**Do this:**
State how many lines of the items below contain the string "white", counting only exact matches of uppercase and lowercase letters. Reply with the number alone.

**Outline annotation records:**
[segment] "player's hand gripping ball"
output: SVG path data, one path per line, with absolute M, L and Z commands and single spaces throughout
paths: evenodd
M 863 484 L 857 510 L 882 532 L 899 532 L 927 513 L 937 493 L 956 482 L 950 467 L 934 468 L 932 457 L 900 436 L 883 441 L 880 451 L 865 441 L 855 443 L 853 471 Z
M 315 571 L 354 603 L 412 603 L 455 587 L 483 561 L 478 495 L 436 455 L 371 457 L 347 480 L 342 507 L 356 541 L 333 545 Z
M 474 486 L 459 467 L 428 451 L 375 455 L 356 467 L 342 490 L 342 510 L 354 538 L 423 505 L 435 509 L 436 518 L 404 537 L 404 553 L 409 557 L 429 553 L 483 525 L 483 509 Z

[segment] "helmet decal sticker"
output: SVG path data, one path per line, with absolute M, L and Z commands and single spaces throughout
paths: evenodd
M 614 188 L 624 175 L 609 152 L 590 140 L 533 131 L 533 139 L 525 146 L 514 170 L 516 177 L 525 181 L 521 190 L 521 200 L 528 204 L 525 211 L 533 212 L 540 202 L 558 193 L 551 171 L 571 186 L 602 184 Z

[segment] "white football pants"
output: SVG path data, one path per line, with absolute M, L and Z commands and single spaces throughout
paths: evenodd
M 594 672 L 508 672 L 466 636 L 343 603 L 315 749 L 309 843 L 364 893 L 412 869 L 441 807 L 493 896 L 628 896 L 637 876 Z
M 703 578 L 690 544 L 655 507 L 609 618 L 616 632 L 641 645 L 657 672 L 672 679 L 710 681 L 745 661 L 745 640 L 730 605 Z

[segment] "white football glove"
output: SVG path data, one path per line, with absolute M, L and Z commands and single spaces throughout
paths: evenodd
==
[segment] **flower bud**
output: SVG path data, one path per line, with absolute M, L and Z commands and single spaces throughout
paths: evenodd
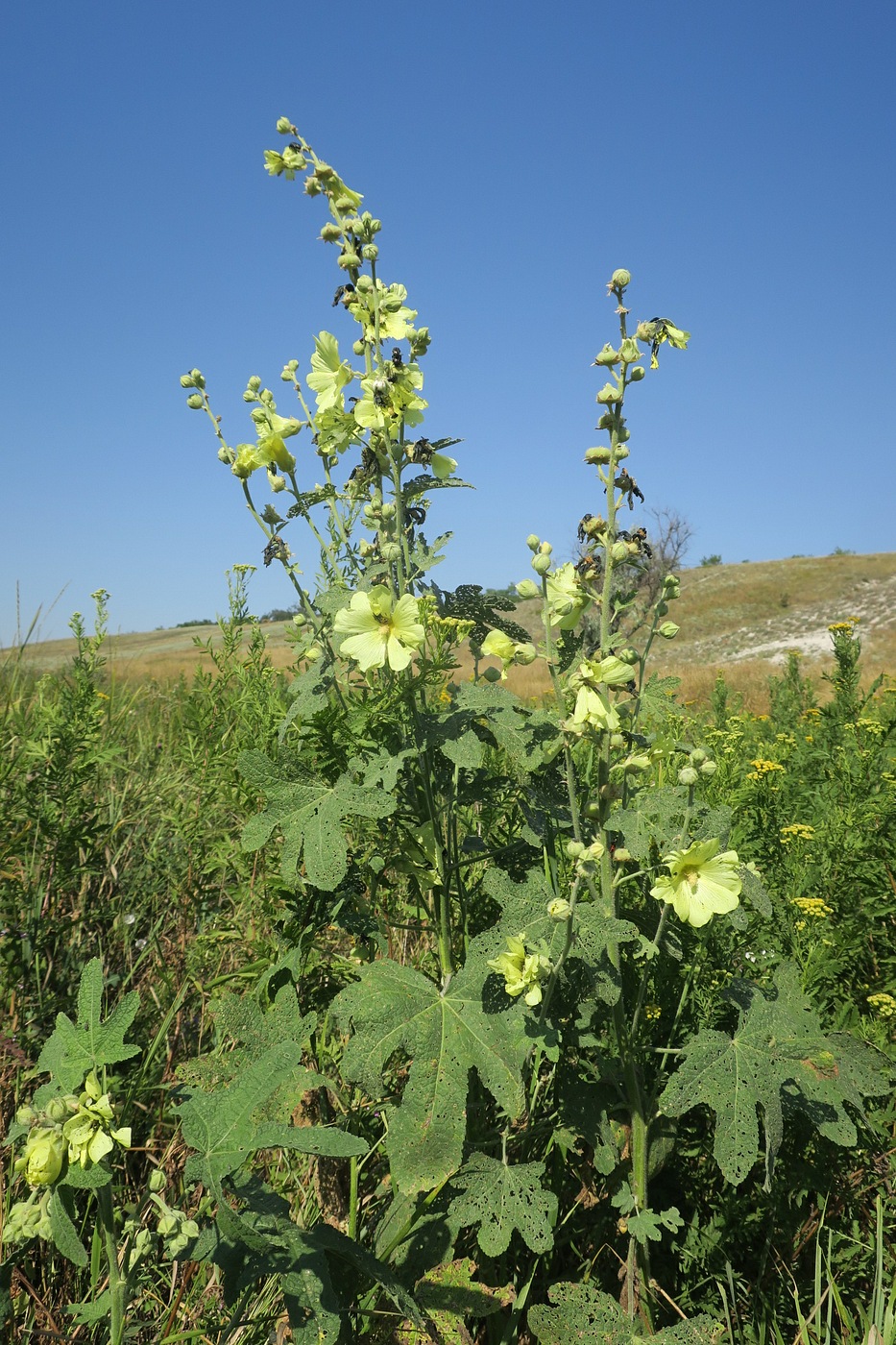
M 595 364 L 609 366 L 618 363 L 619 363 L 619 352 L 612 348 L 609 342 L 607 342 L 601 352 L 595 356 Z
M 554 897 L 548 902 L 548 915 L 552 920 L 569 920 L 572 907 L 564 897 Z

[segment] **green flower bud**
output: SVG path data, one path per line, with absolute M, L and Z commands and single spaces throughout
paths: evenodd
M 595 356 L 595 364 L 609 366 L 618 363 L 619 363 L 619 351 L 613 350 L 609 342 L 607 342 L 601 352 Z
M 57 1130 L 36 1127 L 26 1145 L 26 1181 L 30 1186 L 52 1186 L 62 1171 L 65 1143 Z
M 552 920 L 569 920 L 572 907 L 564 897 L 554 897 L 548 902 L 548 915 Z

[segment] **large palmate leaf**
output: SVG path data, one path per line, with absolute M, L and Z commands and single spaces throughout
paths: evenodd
---
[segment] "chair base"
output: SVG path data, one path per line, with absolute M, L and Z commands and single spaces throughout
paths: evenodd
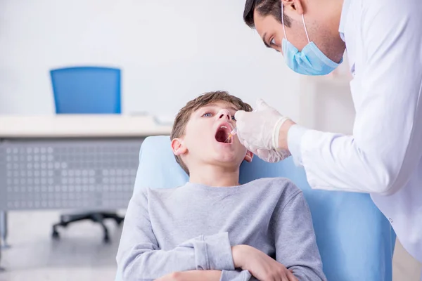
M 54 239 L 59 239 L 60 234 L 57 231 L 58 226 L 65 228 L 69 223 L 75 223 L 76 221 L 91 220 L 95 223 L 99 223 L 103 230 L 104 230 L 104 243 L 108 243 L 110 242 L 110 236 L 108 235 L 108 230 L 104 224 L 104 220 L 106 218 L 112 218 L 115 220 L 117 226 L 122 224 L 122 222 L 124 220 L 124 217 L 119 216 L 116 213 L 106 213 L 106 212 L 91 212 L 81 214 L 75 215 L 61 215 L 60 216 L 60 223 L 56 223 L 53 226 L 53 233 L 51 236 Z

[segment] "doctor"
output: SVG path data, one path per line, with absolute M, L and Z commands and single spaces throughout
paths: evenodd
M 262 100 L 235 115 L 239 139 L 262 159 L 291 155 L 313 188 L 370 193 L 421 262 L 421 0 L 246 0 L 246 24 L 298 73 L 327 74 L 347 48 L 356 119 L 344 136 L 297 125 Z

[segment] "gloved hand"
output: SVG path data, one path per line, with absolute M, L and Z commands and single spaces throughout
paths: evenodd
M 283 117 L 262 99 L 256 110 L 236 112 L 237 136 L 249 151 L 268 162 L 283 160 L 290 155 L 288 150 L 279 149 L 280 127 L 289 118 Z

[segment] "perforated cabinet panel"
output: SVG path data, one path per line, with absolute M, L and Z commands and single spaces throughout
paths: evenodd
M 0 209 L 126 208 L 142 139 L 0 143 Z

**Problem solution:**
2